** Task to carry out **
Transcribe word for word the passage of the essay on mental illness below, beginning with the words "In the wake" and ending with "a personal example.".

** Text for analysis **
In the wake of the Connecticut murders of school children, the talk shows have as part of their narrative the issue of mental health and how so many of the mass shooters in our recent history have been mentally ill.
Let me start with a trick question: What is the largest mental institution in the United States (and probably the world)? Answer appears below.
As many of the talk show guests have pointed out, there is tremendous stigma attached to mental illness, especially in minority communities. This used to be a common stigma even among the majority, white population.
(Go below the trivet for more.)
Let me give a personal example.
In November, 1928, my paternal grandmother was committed to the Harrisburg (Pa.) Hospital for the Insane. (You can see the grounds of this institution in the movie "Girl Interrupted".) She died there in 1984. I never met her nor did I know anything about her until I was in high school. (I was born in 1948.)
My father told me about her and he was angry when he did so because he wanted to emphasize how I should never tell anyone about her or her condition. He told how he had to endure taunts from classmates when he was a child about how his mother was in the "nut house".
He never told me what her diagnosis was. When she was first committed, my father went to live in a Roman Catholic orphanage in Immaculata, Pa. He used to say that the orphanage was run by the Sisters of deSade. They (the nuns) used to have the traditional beads hanging down one side of their habit and leather straps (for whipping) hanging down the other side.
The stigma attached to mental health issues has slowly (but not completely) faded amongst the majority, white population. However, there is still the problem of how to pay for the help, which is not cheap. It may be that my grandmother was lucky. If she had been younger, she might well have been released onto the streets when the mental institutions were emptied out beginning in the late 1960's.
To answer the question posed above, the largest mental institution in the United States is the Los Angeles County jail system. The inmate population constitutes the largest collection of mentally ill persons in the nation.
From 1998 to 2008, I worked as a private attorney taking criminal appointments when the Public Defender had a conflict. There are all sorts of protections for the mentally il and the mentally challenged written into California law. I used to invoke those protections as a matter of routine.
However, judges and prosecutors hate this because it gums up the works. The Bench has an overwhelming work load. The pressure is on the defense attorneys to ignore the mental health problems of their clients and move them through.
Thus, we treat mental health issues now by waiting until the mentally ill commit some sort of petty crime. Then we lock them away without treatment, thus guaranteeing that they come out of the criminal justice system with more severe mental illness than when they entered.
The signs are there but society ignores them in the name of efficiency of the courts. Then they come back to bite us on the behind when they do something horrific.

** Data extracts **
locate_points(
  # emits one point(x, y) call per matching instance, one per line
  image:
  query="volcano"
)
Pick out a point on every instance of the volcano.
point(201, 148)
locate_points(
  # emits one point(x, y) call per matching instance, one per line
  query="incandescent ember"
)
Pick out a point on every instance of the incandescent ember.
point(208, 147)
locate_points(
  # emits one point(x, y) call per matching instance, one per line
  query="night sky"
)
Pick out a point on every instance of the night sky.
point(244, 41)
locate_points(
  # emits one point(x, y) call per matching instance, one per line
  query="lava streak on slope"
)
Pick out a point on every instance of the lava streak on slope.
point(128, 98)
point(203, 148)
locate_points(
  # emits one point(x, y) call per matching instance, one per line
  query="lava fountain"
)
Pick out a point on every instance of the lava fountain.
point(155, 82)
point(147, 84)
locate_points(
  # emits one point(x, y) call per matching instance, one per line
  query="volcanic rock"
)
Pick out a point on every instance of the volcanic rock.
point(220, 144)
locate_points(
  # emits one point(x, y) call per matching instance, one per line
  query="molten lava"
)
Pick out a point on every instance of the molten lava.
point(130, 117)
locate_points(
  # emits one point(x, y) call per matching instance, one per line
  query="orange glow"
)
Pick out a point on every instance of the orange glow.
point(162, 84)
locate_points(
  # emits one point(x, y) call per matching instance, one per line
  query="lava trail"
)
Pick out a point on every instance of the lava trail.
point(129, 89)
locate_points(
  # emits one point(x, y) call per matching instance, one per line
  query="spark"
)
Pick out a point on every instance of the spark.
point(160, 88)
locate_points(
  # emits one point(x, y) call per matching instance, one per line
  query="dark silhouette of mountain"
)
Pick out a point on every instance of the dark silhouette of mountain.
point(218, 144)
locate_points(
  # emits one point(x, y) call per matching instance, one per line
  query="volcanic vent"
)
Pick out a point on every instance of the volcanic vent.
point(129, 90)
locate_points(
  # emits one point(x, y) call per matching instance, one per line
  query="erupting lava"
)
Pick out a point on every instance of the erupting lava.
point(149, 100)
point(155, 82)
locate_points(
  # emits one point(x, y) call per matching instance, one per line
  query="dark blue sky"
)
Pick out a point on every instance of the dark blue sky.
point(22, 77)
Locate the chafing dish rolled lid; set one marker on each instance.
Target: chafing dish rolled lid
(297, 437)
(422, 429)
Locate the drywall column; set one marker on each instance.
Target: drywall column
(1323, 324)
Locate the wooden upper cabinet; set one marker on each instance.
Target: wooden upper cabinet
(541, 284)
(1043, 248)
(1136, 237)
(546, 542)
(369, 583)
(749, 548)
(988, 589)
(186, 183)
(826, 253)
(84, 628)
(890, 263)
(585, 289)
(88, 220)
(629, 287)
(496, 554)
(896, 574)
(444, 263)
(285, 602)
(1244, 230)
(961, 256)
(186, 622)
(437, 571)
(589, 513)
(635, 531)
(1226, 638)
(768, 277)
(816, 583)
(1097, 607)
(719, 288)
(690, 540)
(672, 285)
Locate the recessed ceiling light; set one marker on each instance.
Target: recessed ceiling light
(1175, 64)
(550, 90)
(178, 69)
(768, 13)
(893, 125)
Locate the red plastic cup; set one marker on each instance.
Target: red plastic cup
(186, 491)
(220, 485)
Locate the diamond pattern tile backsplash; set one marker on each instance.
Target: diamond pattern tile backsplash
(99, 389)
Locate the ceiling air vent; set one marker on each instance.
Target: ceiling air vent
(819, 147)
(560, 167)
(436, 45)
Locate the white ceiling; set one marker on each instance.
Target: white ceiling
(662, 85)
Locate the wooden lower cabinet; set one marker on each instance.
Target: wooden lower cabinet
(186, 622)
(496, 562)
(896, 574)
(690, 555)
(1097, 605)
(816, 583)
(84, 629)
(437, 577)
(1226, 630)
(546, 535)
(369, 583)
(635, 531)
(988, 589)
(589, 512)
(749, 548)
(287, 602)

** Reply **
In the wake of the Connecticut murders of school children, the talk shows have as part of their narrative the issue of mental health and how so many of the mass shooters in our recent history have been mentally ill.
Let me start with a trick question: What is the largest mental institution in the United States (and probably the world)? Answer appears below.
As many of the talk show guests have pointed out, there is tremendous stigma attached to mental illness, especially in minority communities. This used to be a common stigma even among the majority, white population.
(Go below the trivet for more.)
Let me give a personal example.